— Start of INPUT ROWS —

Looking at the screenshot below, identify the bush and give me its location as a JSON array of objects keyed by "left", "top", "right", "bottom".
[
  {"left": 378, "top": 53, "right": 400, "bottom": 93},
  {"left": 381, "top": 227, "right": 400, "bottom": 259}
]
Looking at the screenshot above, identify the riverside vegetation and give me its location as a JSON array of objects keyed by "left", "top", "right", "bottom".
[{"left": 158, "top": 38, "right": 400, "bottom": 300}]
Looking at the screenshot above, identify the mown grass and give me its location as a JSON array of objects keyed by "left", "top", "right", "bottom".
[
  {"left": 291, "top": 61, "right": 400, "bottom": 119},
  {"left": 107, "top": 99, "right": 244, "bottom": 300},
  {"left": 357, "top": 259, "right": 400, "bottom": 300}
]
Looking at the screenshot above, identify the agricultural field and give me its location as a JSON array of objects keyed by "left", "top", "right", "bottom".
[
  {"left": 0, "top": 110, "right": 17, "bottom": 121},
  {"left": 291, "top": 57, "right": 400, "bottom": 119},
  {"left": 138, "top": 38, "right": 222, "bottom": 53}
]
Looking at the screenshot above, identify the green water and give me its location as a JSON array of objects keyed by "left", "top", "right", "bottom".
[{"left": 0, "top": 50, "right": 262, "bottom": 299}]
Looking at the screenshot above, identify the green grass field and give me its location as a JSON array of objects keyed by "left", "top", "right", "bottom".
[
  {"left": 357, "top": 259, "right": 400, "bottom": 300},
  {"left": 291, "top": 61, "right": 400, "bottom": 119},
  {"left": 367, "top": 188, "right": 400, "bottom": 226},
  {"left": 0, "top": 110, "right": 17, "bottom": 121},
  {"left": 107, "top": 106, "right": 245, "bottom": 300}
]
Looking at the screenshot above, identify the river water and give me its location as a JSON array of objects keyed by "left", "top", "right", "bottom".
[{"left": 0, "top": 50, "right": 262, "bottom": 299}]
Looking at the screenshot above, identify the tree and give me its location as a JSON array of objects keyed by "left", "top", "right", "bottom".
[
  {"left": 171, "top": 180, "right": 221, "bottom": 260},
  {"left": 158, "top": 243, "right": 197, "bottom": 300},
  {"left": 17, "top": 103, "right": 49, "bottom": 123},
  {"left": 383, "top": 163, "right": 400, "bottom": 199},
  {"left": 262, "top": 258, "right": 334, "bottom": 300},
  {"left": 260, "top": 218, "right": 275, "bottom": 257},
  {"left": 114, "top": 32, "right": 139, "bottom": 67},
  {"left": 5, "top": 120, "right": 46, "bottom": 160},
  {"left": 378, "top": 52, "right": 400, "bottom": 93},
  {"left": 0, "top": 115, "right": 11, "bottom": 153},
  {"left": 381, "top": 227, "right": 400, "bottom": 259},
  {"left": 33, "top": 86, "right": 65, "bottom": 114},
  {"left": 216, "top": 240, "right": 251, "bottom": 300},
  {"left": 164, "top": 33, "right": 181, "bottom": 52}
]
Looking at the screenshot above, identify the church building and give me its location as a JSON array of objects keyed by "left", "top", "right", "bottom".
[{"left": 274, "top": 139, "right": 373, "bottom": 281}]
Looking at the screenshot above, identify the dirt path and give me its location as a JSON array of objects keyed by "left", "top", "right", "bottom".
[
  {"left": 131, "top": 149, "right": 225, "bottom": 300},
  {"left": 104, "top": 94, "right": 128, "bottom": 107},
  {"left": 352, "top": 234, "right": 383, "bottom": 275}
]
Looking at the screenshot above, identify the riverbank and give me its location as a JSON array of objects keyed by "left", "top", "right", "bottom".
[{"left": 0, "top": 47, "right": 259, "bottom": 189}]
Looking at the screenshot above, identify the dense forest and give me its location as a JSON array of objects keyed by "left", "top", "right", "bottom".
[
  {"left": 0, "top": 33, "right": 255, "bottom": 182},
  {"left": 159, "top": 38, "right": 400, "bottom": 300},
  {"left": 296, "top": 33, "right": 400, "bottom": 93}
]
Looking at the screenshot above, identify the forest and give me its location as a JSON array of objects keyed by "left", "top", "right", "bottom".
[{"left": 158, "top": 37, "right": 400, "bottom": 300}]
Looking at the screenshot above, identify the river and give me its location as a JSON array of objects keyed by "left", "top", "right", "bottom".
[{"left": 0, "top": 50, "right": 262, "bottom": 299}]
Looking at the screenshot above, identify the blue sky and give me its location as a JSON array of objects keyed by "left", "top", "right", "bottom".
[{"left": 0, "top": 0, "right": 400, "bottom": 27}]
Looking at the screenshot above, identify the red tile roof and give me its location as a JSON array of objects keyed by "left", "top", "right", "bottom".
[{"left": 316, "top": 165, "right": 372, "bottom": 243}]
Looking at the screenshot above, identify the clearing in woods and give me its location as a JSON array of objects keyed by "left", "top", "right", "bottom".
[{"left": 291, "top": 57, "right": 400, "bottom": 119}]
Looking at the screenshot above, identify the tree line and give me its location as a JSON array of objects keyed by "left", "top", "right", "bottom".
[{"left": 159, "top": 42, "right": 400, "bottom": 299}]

— End of INPUT ROWS —

→ **TASK**
Reproduce all of the entries above with each instance of "screenshot" switched to "frame", changing nothing else.

→ **RESULT**
Looking at the frame below, identify the bush and give me its location as a JSON array of objects keyed by "left", "top", "right", "bottom".
[
  {"left": 378, "top": 53, "right": 400, "bottom": 93},
  {"left": 381, "top": 227, "right": 400, "bottom": 259}
]
Looking at the frame above, identify the riverside vegetation and give me its location as a JSON array of objects keyed by "left", "top", "right", "bottom".
[{"left": 158, "top": 38, "right": 400, "bottom": 300}]
Looking at the frame above, identify the mown grass and give me its location as a JSON array of objects keyed by "left", "top", "right", "bottom".
[
  {"left": 291, "top": 61, "right": 400, "bottom": 119},
  {"left": 107, "top": 99, "right": 244, "bottom": 300},
  {"left": 357, "top": 259, "right": 400, "bottom": 300}
]
Looking at the frame above, identify the agricultural field and give me its location as a JSON array of objects keyed by "left", "top", "right", "bottom".
[
  {"left": 0, "top": 110, "right": 17, "bottom": 121},
  {"left": 291, "top": 57, "right": 400, "bottom": 119},
  {"left": 138, "top": 38, "right": 222, "bottom": 53}
]
Looking at the frame above, identify the green water and give me its location as a JSON array of objects keyed by "left", "top", "right", "bottom".
[{"left": 0, "top": 50, "right": 262, "bottom": 299}]
Looking at the frame above, identify the green grass field and give me its location as a JSON array of objects keyed by "left", "top", "right", "bottom".
[
  {"left": 357, "top": 259, "right": 400, "bottom": 300},
  {"left": 291, "top": 61, "right": 400, "bottom": 119},
  {"left": 367, "top": 188, "right": 400, "bottom": 226},
  {"left": 0, "top": 110, "right": 17, "bottom": 121},
  {"left": 107, "top": 106, "right": 245, "bottom": 300}
]
Looking at the frame above, identify the river water and give me its location as a JSON array of objects keyed by "left", "top", "right", "bottom".
[{"left": 0, "top": 50, "right": 262, "bottom": 299}]
Looking at the frame above, identify the tree and give me its location as a JSON array of objects keyed by "left", "top", "right", "bottom".
[
  {"left": 171, "top": 180, "right": 221, "bottom": 260},
  {"left": 158, "top": 243, "right": 197, "bottom": 300},
  {"left": 17, "top": 103, "right": 49, "bottom": 123},
  {"left": 383, "top": 163, "right": 400, "bottom": 199},
  {"left": 262, "top": 258, "right": 334, "bottom": 300},
  {"left": 260, "top": 218, "right": 275, "bottom": 257},
  {"left": 114, "top": 32, "right": 139, "bottom": 67},
  {"left": 5, "top": 120, "right": 46, "bottom": 160},
  {"left": 378, "top": 52, "right": 400, "bottom": 93},
  {"left": 0, "top": 115, "right": 11, "bottom": 153},
  {"left": 381, "top": 227, "right": 400, "bottom": 259},
  {"left": 33, "top": 86, "right": 65, "bottom": 114},
  {"left": 216, "top": 240, "right": 251, "bottom": 300},
  {"left": 164, "top": 33, "right": 181, "bottom": 52}
]
Looking at the frame above, identify the church building and give me its location as a JSON array of objects keyed by "left", "top", "right", "bottom".
[{"left": 274, "top": 139, "right": 373, "bottom": 281}]
Looking at the frame above, identify the dirt path and give me its location as a JSON array of objects keyed by "left", "top", "right", "bottom".
[
  {"left": 131, "top": 149, "right": 225, "bottom": 300},
  {"left": 104, "top": 94, "right": 128, "bottom": 107},
  {"left": 352, "top": 234, "right": 383, "bottom": 275}
]
Looking at the frame above, identify the riverbank and give me its location as a JSON array of objects keyed by "left", "top", "right", "bottom".
[{"left": 0, "top": 47, "right": 259, "bottom": 189}]
Looking at the frame above, identify the dense forest and give me its location as a JSON array of objects keyed by "left", "top", "right", "bottom".
[
  {"left": 0, "top": 33, "right": 255, "bottom": 182},
  {"left": 159, "top": 38, "right": 400, "bottom": 300},
  {"left": 296, "top": 33, "right": 400, "bottom": 93}
]
Looking at the frame above, identify the forest and give me its location as a JSON array of objects keyed by "left", "top", "right", "bottom".
[{"left": 158, "top": 37, "right": 400, "bottom": 300}]
Looking at the frame above, identify the river and give me its location as a JSON array of objects keyed by "left", "top", "right", "bottom".
[{"left": 0, "top": 50, "right": 262, "bottom": 299}]
Looking at the frame above, identify the blue sky and give me its location as a JSON array of objects keyed by "left", "top", "right", "bottom".
[{"left": 0, "top": 0, "right": 400, "bottom": 27}]
Looking at the frame above, identify the red tile roof and give me its location as a JSON array of objects keyed by "left", "top", "right", "bottom".
[{"left": 316, "top": 165, "right": 372, "bottom": 243}]
Looking at the frame above, identify the clearing in woods and give me its location as a JSON array of objects keyed by "left", "top", "right", "bottom".
[{"left": 291, "top": 57, "right": 400, "bottom": 119}]
Looking at the frame above, identify the tree line and give me its location as a JSON array of objects keyed by "left", "top", "right", "bottom".
[{"left": 159, "top": 42, "right": 400, "bottom": 299}]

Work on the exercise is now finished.